◆ **GOAL**:
Please filter the lines below, copying out each one that contains the word "green". Case counts.

◆ **INFORMATION GIVEN**:
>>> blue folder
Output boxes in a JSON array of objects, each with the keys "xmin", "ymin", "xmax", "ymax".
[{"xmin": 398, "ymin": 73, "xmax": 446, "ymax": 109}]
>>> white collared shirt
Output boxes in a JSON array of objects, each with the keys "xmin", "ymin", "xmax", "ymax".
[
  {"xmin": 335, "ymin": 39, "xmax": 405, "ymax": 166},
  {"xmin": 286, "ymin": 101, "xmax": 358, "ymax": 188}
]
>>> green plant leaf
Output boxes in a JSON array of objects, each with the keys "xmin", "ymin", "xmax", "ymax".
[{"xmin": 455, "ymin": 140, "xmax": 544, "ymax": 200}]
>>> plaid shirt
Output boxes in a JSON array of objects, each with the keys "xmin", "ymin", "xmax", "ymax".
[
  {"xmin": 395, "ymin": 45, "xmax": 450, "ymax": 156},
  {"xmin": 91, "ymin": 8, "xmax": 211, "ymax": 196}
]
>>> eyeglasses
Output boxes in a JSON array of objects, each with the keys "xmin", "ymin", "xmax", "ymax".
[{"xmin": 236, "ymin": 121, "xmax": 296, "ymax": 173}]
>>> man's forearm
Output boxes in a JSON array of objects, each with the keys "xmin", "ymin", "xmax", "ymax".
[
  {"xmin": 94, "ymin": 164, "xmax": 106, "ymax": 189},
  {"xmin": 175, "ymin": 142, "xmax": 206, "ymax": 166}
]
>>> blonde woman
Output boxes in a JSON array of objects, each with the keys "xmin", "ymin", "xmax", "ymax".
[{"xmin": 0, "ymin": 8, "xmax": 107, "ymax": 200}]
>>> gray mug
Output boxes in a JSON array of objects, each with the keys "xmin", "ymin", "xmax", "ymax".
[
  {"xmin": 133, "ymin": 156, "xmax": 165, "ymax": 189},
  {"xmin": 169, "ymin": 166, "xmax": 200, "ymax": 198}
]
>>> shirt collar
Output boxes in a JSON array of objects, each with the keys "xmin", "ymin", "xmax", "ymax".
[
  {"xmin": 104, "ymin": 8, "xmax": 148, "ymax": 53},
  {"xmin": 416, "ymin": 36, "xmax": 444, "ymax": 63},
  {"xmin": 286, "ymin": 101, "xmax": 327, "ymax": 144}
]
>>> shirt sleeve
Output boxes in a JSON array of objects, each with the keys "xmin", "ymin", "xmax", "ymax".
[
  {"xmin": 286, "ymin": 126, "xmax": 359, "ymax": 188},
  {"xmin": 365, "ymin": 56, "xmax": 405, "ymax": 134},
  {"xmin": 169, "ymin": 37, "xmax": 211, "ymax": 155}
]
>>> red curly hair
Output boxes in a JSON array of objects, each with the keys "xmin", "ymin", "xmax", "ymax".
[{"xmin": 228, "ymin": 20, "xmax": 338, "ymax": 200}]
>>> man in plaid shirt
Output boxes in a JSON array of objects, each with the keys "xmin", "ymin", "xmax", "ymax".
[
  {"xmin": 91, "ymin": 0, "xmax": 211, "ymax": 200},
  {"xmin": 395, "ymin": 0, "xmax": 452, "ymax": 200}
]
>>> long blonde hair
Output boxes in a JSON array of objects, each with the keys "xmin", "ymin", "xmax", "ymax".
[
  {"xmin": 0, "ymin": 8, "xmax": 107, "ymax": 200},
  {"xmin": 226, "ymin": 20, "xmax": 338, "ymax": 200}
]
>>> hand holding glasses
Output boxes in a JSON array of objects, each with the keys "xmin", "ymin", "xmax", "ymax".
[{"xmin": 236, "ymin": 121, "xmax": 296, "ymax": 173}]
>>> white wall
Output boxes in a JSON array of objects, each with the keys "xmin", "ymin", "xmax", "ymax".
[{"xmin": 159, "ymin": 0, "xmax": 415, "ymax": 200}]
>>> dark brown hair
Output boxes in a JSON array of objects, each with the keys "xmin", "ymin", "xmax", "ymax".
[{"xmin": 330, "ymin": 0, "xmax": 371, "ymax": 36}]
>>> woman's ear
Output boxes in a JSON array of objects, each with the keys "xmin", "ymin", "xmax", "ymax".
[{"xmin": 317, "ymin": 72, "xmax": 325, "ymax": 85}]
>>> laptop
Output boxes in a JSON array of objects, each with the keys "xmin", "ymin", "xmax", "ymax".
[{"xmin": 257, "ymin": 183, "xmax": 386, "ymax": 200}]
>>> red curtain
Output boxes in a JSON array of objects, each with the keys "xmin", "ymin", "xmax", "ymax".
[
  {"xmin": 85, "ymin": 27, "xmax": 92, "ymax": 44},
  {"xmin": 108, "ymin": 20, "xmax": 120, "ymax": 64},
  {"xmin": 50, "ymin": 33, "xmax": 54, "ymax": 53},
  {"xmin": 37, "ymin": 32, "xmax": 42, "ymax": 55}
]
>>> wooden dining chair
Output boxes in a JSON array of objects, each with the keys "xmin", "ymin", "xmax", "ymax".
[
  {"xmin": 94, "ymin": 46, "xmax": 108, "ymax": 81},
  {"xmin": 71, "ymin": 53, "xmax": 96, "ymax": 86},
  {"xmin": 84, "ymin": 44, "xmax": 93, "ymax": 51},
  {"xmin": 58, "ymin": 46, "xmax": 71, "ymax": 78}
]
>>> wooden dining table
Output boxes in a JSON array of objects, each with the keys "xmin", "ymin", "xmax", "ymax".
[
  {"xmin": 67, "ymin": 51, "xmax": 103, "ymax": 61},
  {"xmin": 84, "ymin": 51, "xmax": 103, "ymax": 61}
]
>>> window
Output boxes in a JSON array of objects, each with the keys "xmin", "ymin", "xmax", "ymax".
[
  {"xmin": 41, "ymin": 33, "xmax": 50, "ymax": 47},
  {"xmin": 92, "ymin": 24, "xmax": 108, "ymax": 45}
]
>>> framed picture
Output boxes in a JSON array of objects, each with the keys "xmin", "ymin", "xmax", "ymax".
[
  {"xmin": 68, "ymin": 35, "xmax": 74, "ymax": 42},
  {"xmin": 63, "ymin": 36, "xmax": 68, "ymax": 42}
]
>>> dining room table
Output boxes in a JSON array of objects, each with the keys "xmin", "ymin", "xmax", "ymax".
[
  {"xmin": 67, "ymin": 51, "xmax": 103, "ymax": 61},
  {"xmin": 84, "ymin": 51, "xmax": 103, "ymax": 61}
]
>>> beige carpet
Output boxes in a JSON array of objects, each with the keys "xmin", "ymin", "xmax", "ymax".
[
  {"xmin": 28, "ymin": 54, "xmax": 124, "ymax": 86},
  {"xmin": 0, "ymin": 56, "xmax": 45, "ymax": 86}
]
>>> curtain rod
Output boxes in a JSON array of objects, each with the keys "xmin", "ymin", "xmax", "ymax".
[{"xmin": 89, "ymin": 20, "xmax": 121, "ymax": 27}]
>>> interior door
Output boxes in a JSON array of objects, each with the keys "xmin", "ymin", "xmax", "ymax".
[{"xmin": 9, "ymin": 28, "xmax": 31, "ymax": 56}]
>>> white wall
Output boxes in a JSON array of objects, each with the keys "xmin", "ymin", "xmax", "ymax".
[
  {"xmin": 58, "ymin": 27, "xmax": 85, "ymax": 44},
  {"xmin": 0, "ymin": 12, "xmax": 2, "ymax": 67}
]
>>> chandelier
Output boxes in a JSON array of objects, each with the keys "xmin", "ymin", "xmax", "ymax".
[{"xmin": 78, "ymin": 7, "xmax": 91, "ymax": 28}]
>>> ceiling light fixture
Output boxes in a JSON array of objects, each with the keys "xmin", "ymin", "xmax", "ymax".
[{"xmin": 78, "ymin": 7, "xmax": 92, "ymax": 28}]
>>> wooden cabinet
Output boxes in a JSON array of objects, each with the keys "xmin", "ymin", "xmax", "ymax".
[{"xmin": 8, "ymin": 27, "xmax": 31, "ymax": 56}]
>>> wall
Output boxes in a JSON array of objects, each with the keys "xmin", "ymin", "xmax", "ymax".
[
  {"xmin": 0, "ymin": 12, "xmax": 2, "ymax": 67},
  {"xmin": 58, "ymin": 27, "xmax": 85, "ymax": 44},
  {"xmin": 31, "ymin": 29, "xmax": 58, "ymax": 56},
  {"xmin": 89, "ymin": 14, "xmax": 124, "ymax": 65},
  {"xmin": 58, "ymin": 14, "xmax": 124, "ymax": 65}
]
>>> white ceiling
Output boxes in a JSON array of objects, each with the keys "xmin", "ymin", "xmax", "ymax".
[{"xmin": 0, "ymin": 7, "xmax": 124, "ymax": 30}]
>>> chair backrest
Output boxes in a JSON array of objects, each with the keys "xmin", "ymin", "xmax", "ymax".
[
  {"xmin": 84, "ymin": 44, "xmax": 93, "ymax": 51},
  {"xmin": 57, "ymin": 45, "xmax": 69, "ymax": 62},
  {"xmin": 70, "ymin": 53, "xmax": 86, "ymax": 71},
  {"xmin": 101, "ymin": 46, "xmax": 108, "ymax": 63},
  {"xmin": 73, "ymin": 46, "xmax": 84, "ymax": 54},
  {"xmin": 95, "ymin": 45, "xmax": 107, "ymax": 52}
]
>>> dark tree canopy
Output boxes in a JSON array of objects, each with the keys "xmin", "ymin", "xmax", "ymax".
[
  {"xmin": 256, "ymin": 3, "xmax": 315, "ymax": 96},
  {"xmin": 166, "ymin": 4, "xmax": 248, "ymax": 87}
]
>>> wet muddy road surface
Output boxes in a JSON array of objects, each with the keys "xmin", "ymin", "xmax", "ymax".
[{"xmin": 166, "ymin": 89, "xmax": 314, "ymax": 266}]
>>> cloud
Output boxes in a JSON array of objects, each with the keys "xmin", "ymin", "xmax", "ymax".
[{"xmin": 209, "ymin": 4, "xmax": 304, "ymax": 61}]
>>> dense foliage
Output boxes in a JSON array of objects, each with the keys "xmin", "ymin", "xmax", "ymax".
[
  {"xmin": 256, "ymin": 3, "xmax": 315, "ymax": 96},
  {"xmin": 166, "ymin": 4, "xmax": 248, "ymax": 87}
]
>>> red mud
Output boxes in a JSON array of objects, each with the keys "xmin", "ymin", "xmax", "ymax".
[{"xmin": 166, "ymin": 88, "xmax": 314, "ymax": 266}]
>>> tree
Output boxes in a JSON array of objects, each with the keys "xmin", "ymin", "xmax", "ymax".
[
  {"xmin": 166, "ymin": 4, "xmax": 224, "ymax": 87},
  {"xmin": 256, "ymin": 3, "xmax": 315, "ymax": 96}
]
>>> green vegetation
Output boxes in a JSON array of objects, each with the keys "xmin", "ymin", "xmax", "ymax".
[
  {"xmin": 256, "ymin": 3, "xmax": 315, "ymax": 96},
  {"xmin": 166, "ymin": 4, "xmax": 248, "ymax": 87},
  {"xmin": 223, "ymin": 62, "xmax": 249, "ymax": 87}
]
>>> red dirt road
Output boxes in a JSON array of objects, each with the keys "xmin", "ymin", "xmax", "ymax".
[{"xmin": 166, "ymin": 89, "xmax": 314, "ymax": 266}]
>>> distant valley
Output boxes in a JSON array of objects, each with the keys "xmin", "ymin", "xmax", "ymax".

---

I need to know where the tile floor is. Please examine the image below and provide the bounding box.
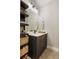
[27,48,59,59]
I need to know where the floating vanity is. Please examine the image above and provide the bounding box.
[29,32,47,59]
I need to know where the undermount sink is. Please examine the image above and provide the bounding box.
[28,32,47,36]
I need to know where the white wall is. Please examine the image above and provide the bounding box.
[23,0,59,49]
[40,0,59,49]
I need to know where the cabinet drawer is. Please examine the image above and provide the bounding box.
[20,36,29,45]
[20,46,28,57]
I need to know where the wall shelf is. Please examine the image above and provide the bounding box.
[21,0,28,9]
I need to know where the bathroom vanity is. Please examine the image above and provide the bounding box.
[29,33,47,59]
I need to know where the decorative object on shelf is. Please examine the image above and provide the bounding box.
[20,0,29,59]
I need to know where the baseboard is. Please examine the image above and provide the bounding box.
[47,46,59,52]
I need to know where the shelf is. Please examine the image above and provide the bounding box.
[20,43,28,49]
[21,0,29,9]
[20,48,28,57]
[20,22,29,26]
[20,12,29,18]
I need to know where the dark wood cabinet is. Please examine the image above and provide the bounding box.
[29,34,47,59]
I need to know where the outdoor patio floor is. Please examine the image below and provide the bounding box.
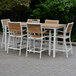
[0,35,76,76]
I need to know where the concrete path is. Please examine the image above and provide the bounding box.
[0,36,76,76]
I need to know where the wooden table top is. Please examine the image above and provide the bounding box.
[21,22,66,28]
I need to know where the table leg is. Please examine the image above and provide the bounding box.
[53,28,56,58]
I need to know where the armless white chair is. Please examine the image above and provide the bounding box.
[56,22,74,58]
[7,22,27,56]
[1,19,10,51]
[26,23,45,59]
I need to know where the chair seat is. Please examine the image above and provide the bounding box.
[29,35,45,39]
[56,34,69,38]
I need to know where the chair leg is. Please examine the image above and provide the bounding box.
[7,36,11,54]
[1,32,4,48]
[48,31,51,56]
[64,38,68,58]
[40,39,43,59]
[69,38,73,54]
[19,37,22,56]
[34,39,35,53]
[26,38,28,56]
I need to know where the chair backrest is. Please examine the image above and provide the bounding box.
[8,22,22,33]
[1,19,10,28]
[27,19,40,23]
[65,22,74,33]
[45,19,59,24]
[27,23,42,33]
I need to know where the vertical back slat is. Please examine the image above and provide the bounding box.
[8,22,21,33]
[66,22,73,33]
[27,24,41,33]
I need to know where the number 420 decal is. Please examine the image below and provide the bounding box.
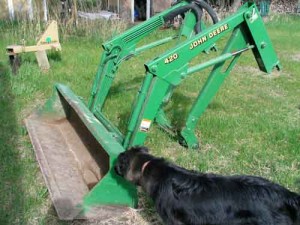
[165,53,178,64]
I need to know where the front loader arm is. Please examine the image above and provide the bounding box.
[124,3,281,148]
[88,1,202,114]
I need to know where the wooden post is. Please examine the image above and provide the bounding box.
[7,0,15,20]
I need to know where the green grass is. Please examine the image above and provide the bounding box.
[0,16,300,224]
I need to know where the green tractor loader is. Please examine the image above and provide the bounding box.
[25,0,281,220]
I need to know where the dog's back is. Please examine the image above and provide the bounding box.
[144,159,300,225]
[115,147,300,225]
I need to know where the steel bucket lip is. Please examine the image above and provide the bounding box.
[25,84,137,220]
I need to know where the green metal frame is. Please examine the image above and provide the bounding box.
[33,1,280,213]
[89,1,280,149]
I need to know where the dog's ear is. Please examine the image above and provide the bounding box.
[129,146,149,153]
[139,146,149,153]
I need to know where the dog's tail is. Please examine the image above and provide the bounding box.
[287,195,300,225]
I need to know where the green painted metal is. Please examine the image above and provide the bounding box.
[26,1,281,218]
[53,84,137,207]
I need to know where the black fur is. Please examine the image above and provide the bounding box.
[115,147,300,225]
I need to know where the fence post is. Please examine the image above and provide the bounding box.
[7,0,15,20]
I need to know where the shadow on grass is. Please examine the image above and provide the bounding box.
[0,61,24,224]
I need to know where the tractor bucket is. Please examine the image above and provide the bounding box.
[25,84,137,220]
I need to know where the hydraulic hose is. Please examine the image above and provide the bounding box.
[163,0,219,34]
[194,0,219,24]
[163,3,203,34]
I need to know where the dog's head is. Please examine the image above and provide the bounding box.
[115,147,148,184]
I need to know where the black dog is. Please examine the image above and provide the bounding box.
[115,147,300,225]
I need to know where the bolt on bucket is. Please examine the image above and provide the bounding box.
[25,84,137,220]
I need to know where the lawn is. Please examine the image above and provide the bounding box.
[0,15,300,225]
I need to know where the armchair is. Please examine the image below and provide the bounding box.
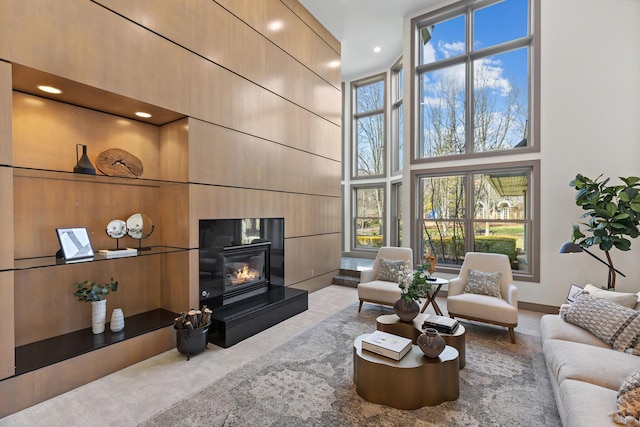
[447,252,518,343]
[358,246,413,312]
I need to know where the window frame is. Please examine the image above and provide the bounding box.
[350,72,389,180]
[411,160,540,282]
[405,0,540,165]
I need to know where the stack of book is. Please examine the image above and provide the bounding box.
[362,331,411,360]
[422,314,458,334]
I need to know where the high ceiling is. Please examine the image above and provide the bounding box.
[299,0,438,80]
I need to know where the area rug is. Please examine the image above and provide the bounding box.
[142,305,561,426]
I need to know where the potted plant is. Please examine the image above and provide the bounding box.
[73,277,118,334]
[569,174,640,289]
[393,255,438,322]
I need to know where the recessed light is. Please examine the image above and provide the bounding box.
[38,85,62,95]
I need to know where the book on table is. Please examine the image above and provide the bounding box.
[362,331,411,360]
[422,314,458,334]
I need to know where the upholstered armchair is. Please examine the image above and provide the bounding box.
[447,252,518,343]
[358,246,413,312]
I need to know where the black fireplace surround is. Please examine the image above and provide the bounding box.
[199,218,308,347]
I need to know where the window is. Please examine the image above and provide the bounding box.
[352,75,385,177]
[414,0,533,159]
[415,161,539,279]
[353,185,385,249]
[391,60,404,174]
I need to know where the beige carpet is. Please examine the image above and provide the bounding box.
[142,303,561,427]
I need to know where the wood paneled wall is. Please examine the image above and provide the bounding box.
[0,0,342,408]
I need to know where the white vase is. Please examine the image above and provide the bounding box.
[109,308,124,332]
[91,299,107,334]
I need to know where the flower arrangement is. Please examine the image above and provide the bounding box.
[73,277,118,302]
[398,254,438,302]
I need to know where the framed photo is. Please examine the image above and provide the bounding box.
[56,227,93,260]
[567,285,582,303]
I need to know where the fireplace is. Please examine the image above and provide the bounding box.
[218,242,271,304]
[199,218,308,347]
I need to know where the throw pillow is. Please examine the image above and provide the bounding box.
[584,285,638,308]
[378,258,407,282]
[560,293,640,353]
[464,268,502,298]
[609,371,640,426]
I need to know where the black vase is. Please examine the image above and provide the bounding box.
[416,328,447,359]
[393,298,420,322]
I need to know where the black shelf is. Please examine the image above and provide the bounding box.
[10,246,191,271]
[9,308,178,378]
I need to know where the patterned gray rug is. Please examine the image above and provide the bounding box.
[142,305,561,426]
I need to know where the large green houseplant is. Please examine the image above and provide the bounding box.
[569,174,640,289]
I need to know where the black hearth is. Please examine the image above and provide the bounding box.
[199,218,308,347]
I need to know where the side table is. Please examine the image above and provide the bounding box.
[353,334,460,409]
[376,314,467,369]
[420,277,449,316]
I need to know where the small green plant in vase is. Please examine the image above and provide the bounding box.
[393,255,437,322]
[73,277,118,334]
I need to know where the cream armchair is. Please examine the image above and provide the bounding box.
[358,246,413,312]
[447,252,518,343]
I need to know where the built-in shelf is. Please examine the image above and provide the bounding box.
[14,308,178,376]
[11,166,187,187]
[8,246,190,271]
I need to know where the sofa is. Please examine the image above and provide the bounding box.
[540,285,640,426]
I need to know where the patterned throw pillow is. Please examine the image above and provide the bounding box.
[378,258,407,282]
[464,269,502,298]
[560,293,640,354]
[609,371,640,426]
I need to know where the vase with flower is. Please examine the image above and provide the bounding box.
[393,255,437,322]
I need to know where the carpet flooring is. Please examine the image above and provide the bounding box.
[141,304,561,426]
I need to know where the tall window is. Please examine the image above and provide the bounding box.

...

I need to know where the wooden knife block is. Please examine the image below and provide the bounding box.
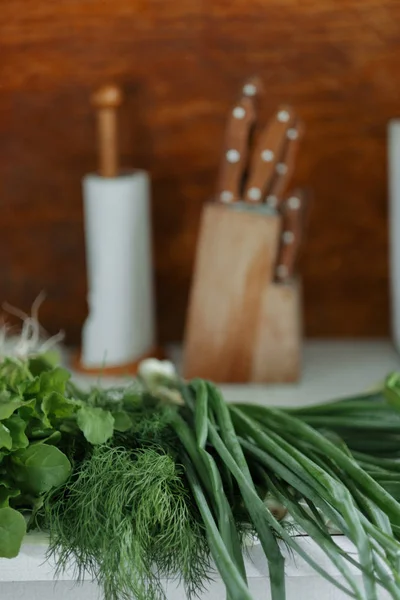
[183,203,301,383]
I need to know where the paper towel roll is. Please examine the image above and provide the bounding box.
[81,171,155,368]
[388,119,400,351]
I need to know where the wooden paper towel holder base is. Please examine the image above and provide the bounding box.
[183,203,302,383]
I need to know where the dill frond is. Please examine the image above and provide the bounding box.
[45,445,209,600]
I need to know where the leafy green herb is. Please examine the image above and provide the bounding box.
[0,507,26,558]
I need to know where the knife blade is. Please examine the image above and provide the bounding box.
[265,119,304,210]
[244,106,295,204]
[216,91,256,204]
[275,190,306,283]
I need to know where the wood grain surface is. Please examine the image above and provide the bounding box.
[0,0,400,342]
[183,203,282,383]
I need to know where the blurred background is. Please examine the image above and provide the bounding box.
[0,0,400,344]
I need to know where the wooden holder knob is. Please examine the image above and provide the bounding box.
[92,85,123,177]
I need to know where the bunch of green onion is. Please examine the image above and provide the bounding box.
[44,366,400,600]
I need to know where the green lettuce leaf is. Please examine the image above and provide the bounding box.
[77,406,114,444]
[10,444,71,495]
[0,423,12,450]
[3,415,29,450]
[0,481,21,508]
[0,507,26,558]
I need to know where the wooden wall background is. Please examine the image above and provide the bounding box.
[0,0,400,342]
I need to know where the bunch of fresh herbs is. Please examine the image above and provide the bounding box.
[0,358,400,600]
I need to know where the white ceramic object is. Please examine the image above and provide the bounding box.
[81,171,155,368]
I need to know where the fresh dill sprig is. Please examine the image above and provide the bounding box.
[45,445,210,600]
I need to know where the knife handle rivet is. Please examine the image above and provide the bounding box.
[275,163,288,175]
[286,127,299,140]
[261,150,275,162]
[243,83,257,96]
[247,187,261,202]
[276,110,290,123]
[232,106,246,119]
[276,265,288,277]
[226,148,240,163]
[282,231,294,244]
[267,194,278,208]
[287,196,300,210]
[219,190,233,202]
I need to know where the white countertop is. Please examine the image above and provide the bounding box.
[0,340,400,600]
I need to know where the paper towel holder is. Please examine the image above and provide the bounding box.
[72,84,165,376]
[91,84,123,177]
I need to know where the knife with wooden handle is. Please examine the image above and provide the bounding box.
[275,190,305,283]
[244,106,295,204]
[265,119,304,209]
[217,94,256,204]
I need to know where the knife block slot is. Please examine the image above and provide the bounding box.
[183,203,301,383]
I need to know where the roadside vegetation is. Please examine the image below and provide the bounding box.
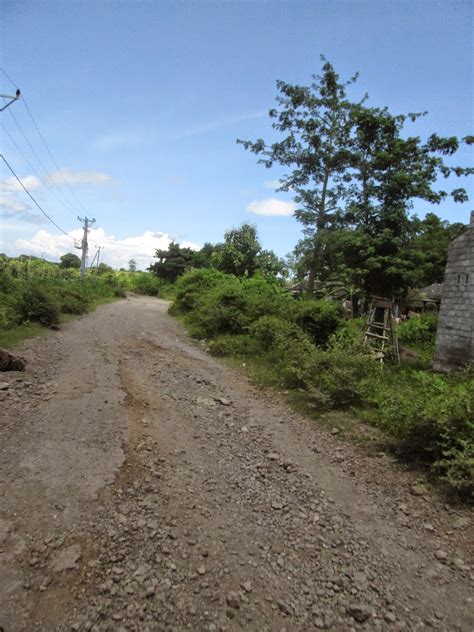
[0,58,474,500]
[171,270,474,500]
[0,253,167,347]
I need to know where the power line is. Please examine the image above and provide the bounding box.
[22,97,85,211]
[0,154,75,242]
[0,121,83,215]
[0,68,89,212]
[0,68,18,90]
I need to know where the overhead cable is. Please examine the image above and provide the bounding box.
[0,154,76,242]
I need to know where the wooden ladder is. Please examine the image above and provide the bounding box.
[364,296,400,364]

◆ **OUTPUT OF THE EXERCISE**:
>>> green plant leaf
>>> green vegetation
I need to know where the green grass is. Please examine the image above and provide the bounding box.
I need to know where the green tractor loader is. Please examine the image above and provide the bounding box.
I need to know where the green metal frame is. Please examine the image above and provide the bounding box.
I need to know where the green painted metal is. Please examine the image above and provide the bounding box.
I need to know where the large green houseplant is. Please examine the image above and provide the bounding box.
I need to know where the small green plant in vase is. Please examine the image above and provide the bounding box.
I need to know where the leafy green herb is. Please examine the image above and provide the bounding box.
I need to know where the bunch of green onion is. Please examine the image above and provide the bounding box.
I need to know where the green lettuce leaf is. Please examine the image above and provide the bounding box.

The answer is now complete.